▶ **PROBLEM STATEMENT**
Locate every line in the entries below that contains the word "ceramic" and copy each such line. Case counts.

▶ **GIVEN RECORDS**
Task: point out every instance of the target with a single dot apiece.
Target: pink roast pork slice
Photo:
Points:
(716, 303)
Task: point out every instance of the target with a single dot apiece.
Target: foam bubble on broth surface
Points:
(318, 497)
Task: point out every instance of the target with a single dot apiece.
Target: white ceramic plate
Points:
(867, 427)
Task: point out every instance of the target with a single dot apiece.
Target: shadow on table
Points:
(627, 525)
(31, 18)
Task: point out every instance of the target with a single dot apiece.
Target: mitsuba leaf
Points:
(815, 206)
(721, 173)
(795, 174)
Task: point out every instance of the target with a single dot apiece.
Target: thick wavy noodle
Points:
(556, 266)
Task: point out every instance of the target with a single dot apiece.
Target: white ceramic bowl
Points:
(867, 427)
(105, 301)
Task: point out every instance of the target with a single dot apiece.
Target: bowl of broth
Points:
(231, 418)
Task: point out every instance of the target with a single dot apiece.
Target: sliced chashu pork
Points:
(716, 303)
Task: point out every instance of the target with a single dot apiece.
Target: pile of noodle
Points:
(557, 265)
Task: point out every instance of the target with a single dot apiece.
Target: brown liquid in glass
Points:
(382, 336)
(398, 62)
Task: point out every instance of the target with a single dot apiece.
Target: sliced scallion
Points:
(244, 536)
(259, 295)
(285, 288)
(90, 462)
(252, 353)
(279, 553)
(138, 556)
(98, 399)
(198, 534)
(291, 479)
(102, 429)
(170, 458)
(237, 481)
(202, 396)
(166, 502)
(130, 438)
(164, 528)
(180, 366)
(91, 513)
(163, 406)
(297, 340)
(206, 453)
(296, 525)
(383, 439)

---

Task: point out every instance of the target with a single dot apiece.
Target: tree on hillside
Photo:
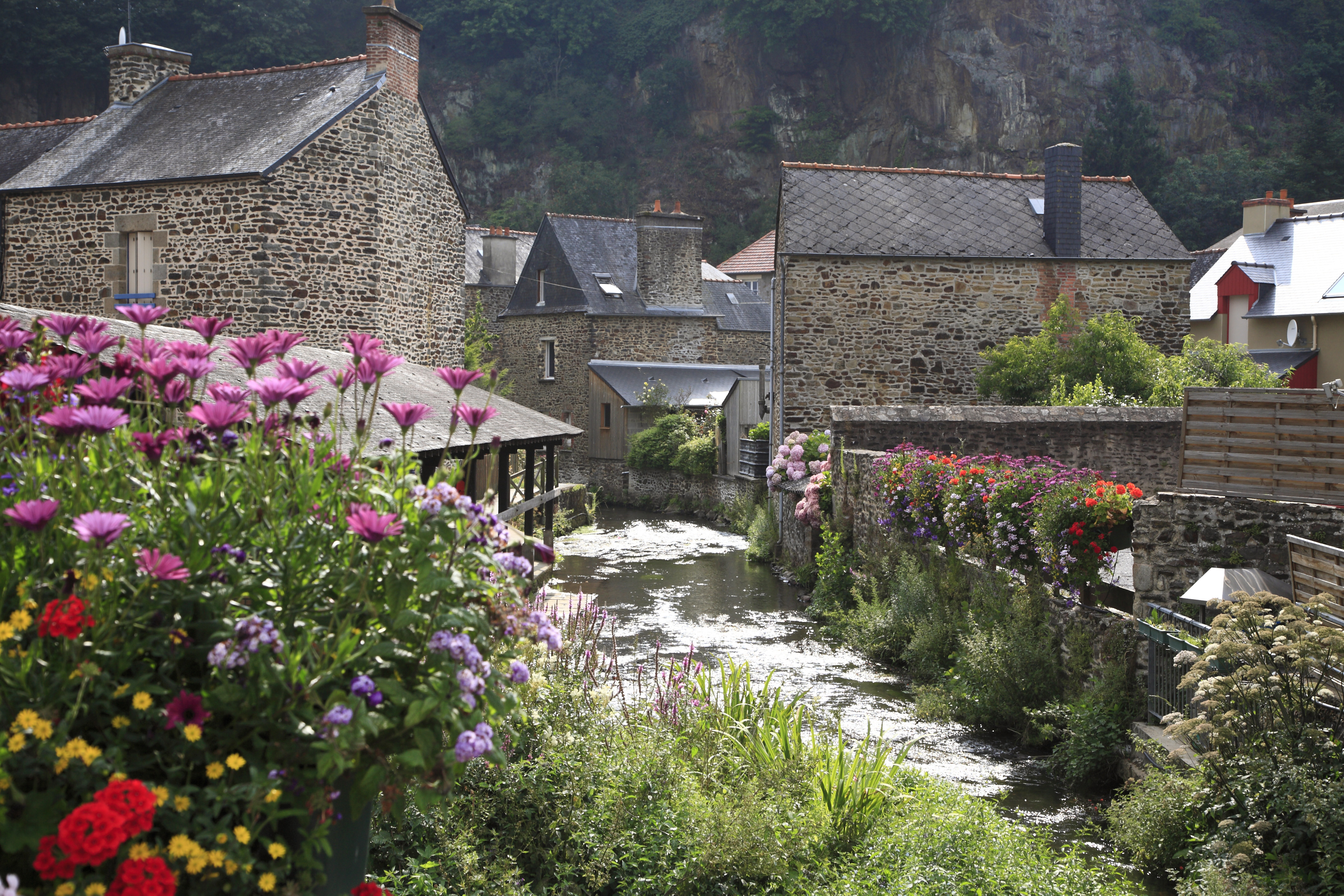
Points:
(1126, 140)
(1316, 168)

▶ **EXERCISE RESULT**
Target: white ceramic plate
Target: white ceramic bowl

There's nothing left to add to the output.